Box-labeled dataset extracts
** begin **

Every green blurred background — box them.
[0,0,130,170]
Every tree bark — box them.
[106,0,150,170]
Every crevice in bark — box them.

** end **

• What to do: Please rewrite the entries from the line containing "Every tree bark — box them." down to the last one, swapping "bark" for "trunk" and keeping everything else unchanged. Give back only those lines.

• Completed exercise:
Every tree trunk — box them.
[106,0,150,170]
Every crevice in trunk — box them.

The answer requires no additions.